(Point localization data)
********************

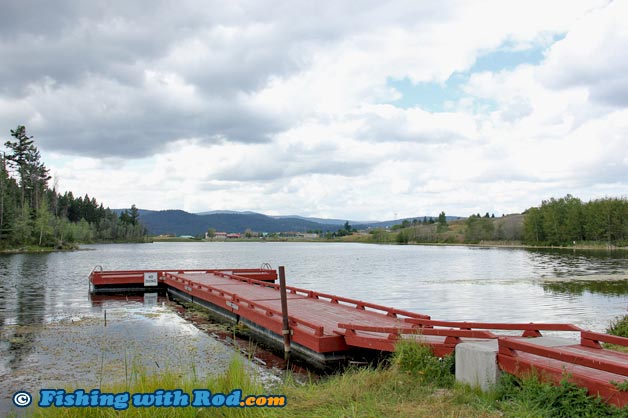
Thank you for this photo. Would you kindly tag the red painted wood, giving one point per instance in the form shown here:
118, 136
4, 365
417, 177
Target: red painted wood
327, 323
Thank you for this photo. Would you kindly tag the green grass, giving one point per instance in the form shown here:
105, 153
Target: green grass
412, 383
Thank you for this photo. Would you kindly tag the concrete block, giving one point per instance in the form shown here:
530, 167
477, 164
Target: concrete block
476, 364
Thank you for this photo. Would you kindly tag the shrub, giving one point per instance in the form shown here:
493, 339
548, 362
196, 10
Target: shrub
417, 359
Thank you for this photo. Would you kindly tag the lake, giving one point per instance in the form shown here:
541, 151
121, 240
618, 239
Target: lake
43, 296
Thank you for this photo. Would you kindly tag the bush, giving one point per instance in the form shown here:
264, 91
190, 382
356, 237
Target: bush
531, 397
417, 359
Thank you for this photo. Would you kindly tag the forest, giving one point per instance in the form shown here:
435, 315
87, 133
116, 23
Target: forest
568, 220
32, 213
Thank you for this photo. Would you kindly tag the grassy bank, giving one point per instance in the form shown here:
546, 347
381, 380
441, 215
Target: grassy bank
413, 384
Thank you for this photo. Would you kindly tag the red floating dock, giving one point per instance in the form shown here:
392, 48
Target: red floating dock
326, 329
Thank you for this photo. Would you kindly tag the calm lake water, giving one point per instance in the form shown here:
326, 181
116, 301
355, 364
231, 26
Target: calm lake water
41, 291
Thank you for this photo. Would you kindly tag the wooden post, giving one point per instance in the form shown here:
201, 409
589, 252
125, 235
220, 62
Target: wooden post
284, 313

********************

_Try it_.
Each entry above should be returned exactly as written, minus its pictures.

_Finished exercise_.
Thank you for this photo. Would you kindly tag the red painted wood, giving one point per instance in the form shown here:
118, 136
4, 365
417, 177
Target: red painted wood
327, 323
Thank you for this photo. Would you kindly tag the green grass, giving one point per instance in the form shown here:
105, 153
Target: green grass
412, 383
Thank you for this photo. Would you kindly tag the concrete block, giving one point per instance in the form shown here:
530, 167
477, 164
Target: concrete block
476, 364
Thank you for this photo. Would you kindly tag the shrub, giving one point per instance in the form shown here:
493, 339
548, 362
196, 10
Target: shrub
417, 359
Thank you for this photo. Would you kindly tag the lake, giving one point per instance in the form shown here:
541, 151
121, 240
618, 239
Target: lake
43, 296
Thank you for this photo. Would you kindly tag the bush, giving one point per instance in the form shown here:
264, 91
190, 382
356, 237
Target: bush
531, 397
417, 359
Thank you for this photo. Would you kindly tag the forest, giving one point per instance in the form shown here:
435, 315
87, 133
116, 23
Target: forest
568, 220
32, 213
Thank you for this photo. Would you kindly tag the grassy bank, giving one point per instance in the form shown here:
546, 347
381, 380
441, 215
Target: grassy bank
413, 384
Thank you for this photo. Would you kindly tag the red floating dock, giving one point per instance in the form shown here:
392, 48
Target: red floating dock
326, 329
Thank you for this photo. Would you kindly tag the calm lake water, giving one point per instance in the form shown here:
326, 181
116, 301
355, 364
231, 26
Target: calm lake water
41, 291
Thank you for this photo. Would you kindly tag the wooden post, giving one point per instance in the form shown here:
201, 409
589, 252
125, 235
220, 62
Target: wooden post
284, 313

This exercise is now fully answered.